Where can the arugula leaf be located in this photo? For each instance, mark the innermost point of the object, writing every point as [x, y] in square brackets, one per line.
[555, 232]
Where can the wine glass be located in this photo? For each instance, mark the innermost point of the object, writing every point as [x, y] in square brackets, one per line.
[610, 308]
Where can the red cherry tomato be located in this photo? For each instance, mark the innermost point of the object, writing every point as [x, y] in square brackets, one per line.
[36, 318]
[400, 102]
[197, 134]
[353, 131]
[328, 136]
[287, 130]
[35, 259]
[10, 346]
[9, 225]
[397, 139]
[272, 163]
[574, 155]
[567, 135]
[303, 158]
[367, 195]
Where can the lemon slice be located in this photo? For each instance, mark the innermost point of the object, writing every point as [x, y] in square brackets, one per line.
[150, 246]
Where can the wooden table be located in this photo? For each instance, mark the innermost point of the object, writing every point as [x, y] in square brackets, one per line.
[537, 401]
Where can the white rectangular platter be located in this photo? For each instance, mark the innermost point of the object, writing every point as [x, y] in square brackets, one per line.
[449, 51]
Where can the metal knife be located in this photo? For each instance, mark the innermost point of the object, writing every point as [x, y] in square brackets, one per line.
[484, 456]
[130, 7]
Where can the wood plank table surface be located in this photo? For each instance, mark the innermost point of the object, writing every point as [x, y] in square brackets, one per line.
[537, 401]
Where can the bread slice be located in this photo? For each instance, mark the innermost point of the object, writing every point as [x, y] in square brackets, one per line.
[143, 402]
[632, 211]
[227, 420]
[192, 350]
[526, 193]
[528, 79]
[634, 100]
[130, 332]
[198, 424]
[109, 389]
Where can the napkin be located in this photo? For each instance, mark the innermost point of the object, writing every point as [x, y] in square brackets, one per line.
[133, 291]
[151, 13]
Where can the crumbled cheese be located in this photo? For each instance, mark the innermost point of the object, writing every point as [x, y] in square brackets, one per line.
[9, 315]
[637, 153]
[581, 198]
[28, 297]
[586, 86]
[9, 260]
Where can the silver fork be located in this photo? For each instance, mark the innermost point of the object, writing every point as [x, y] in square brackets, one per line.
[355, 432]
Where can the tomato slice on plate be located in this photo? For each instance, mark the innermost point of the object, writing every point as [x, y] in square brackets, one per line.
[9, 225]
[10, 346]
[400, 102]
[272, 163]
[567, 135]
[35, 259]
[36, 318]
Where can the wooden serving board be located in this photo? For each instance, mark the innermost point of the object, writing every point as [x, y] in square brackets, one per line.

**Prompt**
Give back every line of the material, exactly as written.

**Response to this task**
Where can the arugula leaf be located in this photo? For each instance, mark the innermost point of the object, writing every point as [x, y] in square brackets, one per line.
[555, 232]
Where can the wine glass be located in this photo? For each instance, mark the innermost point of the object, writing every point as [x, y] in square brackets, one per line.
[610, 308]
Where can the red cherry tomato be located in this photo? For each instance, mark the innermost point of the object, writing every point as [x, y] in square brackets, one per line.
[36, 318]
[400, 102]
[197, 134]
[353, 131]
[328, 136]
[287, 130]
[35, 259]
[10, 346]
[9, 225]
[397, 139]
[272, 163]
[574, 155]
[567, 135]
[303, 158]
[367, 195]
Where can the lemon slice be located in this photo? For each instance, mark the innermost point of the object, writing every point as [x, y] in square brackets, one per line.
[150, 246]
Where can the wooden table be located in this photo? For each instance, mark the innermost point of the object, writing every point as [x, y] in square brackets, one per line.
[537, 401]
Where can the white rectangular platter be located in this photo? For each instance, mark the innermost point of the object, writing every point as [x, y] in square brackets, one per line.
[449, 51]
Where can the metal knife be located in this photo? For each instance, mark the innermost point of the object, writing every point as [x, y] in square brackets, one per line.
[484, 456]
[130, 7]
Where can the wood plank table surface be located in this photo? For each instance, mark the innermost point of the object, writing every point as [x, y] in square brackets, one per line.
[537, 401]
Where can the bread slice be located in this photo? For each instance, mark the innermost point of the object, writing every point as [x, y] in square brackets, one per line.
[143, 402]
[632, 211]
[227, 420]
[192, 350]
[526, 193]
[528, 79]
[634, 100]
[130, 332]
[198, 424]
[109, 389]
Where can the napkin be located in this photo? For each instance, mark the innermost point of the object, writing every point as [x, y] in square brackets, one per line.
[133, 291]
[151, 13]
Where can the crumbled cheese be located in this photo? For each instance, mark the innermost point of the object, writing every point as [x, y] in square brackets, one per line.
[9, 315]
[637, 153]
[581, 198]
[28, 297]
[586, 86]
[9, 260]
Where can the silver fork be located in this photo? For each instance, mark the innermost point of the object, writing every point as [x, y] in square brackets, one per line.
[355, 432]
Where can the tomato slice on plate be located in this photo? For each instance, mark the innermost point of the object, writing every point as [x, y] in square brackets, one per line.
[9, 225]
[10, 346]
[400, 102]
[272, 163]
[567, 135]
[35, 259]
[36, 318]
Where can the wooden serving board be located in this photo? For each instance, mark the innermost point of the object, writing every point as [x, y] in square brackets, one per line.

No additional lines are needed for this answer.